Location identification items
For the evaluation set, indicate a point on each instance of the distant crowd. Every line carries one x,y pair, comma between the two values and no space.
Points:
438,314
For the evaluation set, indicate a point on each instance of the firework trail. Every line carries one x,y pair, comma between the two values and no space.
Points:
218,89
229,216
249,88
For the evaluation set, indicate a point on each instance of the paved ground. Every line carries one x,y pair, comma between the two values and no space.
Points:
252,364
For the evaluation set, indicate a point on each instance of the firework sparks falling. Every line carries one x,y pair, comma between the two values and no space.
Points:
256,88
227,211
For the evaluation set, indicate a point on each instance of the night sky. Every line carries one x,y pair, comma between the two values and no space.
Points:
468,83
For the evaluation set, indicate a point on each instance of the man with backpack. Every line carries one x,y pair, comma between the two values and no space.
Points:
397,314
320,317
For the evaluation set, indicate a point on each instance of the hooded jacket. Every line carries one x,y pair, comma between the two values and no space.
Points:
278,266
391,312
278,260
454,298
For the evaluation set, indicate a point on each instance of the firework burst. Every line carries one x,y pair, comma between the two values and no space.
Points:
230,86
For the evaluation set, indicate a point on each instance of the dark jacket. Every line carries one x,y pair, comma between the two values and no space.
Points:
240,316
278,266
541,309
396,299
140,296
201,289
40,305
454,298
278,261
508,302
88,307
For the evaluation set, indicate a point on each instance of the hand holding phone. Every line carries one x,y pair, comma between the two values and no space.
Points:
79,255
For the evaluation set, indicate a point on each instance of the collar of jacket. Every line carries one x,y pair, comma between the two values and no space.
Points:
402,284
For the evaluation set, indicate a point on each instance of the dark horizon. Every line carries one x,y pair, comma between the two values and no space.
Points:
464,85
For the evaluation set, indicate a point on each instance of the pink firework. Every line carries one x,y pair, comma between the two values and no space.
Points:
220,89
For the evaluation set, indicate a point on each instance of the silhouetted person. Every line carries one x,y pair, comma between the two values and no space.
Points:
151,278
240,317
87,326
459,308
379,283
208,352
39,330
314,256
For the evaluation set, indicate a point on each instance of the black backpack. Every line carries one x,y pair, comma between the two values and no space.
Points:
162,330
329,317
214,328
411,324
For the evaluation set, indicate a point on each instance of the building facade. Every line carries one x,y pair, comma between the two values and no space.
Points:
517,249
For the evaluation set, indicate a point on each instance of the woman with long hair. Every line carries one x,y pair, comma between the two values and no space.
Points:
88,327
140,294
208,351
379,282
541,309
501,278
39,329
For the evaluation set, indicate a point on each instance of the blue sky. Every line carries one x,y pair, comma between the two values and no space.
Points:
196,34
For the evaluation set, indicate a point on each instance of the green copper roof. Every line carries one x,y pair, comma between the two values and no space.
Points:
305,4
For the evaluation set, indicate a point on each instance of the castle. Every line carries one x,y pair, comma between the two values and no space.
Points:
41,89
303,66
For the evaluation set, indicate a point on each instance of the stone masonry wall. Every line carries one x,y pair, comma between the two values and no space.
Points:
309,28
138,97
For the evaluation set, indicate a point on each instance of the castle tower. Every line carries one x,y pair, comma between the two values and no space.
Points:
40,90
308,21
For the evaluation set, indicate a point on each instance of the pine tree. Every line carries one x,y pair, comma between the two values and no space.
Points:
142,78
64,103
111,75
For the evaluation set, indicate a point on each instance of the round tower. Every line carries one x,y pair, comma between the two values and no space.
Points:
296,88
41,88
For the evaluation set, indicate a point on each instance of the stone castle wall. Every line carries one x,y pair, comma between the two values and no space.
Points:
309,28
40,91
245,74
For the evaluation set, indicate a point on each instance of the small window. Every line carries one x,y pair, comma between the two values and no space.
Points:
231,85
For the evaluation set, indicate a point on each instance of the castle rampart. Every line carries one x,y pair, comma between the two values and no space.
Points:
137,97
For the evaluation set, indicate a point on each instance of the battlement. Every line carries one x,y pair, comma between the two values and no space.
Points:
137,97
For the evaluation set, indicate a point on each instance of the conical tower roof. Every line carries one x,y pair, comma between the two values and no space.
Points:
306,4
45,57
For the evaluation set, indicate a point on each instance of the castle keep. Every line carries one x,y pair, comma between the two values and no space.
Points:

Problem requirements:
Faithfully copy every entry, leaving nothing out.

Task output:
For the evaluation set, indicate a point on each instance of the distant crowd. Every line carries one x,y pair, comma between the two values and no space.
Points:
438,314
For the evaluation set, indicate a point on each instance of the firework trail. Every line carries one x,y pair, comma between the two values and no space.
Points:
218,89
229,216
249,88
For the evaluation set, indicate a point on each instance of the paved ground. Every line carries one x,y pair, comma between the two values and no space.
Points:
252,364
For the evaluation set, indicate a point on each instance of the firework sparks falling. Every line carries one x,y pair, comma between the two values and no space.
Points:
256,88
227,211
For the evaluation set, indicate a point on each instance of the night sky. Every line carries one x,y pair, comma between the two values and no space.
Points:
468,83
For the evaluation set, indicate a point on each instance of the man with backpack. Every line carries one x,y pair, comma between the two values and no space.
Points:
397,314
320,317
For the evaluation set, indicate a point on each instance of the hooded jacket. Every line carries one x,y pair, comma between the two values and no space.
Points:
278,266
391,312
278,260
454,298
For the evaluation set, indicate a point on each instance of the firework burst. Every line carries one x,y pair, comma between the two values and no space.
Points:
230,86
For the evaluation set, indicate a point on each instance of the dark jacket. Every line carries one x,y pair, comma between the two values and no space.
Points:
240,316
278,266
541,309
396,299
140,296
201,289
40,305
454,298
278,261
508,302
88,307
For the evaluation set, indicate a point on each instance of the hand holding phone. Every line carries one x,y pair, comma between the two values and no space.
Points:
79,255
For the evaluation set, indicate a point on each instance of the collar of jacket. Every line carries one x,y pair, comma between the two values and no space.
Points:
402,284
For the evaluation set, indicate a point on each instance of the dark horizon. Every line carries one x,y pair, comma between the two values and no space.
Points:
464,85
For the evaluation set, indicate a point on each instance of the pink firework. Every line carries one x,y pair, comma between the two values and no space.
Points:
220,89
For the evaluation set, indicate a point on each instance of the silhouetted person. Every line carries one x,y pair, comma between the two values and no space.
Points:
151,278
240,317
87,326
459,308
379,283
208,352
39,330
314,256
For the evaluation set, indicate a point on each instance of the black backpack. Every line carries one x,y pair, comma between the two values and no space.
Points:
162,330
329,317
214,328
411,324
For the evaluation set, indicate a point on each instance of the building facade. Every line carries one x,y pair, comma between the two values and no space.
Points:
517,249
For the evaluation set, indicate a point on each instance of the woman with long hair. Every line carries one x,y pair, comma between the two values and no space.
Points:
88,327
140,294
208,351
379,282
541,309
501,278
39,329
For the evaluation set, indicate a point on each instance of the blue sky. Every line carries one x,y pair, comma between the two values and no space.
Points:
196,34
For the evaluation set, indicate a point on each instance of the green copper roof. Every line carries one x,y pair, comma between the two values and no space.
Points:
305,4
For the evaluation set, indicate a point on each instance of the castle. Every line carries one x,y pair, comma between the two values and no space.
Points:
41,89
303,66
For the evaluation set, indicate a point on each instance of the stone masonry wall. Every line carries one x,y pair, comma between the two values and no space.
Points:
309,28
138,97
For the evaluation set, indicate a point on each instance of the castle tower. Every line carries one x,y pair, comma between the two values and no space.
Points:
40,90
308,21
For the evaluation set, indicate a point on each instance of the pine tree. Every line carries one x,y pair, comma between the two values and no space.
Points:
142,78
64,103
111,75
For the evaluation set, indicate a point on each instance of the round tower. Every line carries one x,y pair, comma between the two values and no space.
Points:
296,88
41,88
For the evaluation set, indicate a point on each instance of the stone castle wall. Every line carries one x,y pair, comma between the two values and no space.
Points:
309,28
40,91
245,74
For the evaluation set, indicate a point on each instance of the small window. Every line carries one x,y pair, comma between the two values and no space.
Points:
231,85
For the evaluation set, indicate a point on each instance of the castle rampart. Every line carries one x,y pair, comma between the two values and no space.
Points:
137,97
For the evaluation set, indicate a point on each instance of the battlement. Every line carries one x,y pair, comma between the two values and no space.
Points:
137,97
For the evaluation set, indicate a point on each instance of the conical tower roof. Every line carries one x,y pair, comma between the two values and no space.
Points:
306,4
45,57
For the evaluation set, indicate a point on each instance of the castle keep. Every line carries one x,y pair, comma between the two values and no space.
Points:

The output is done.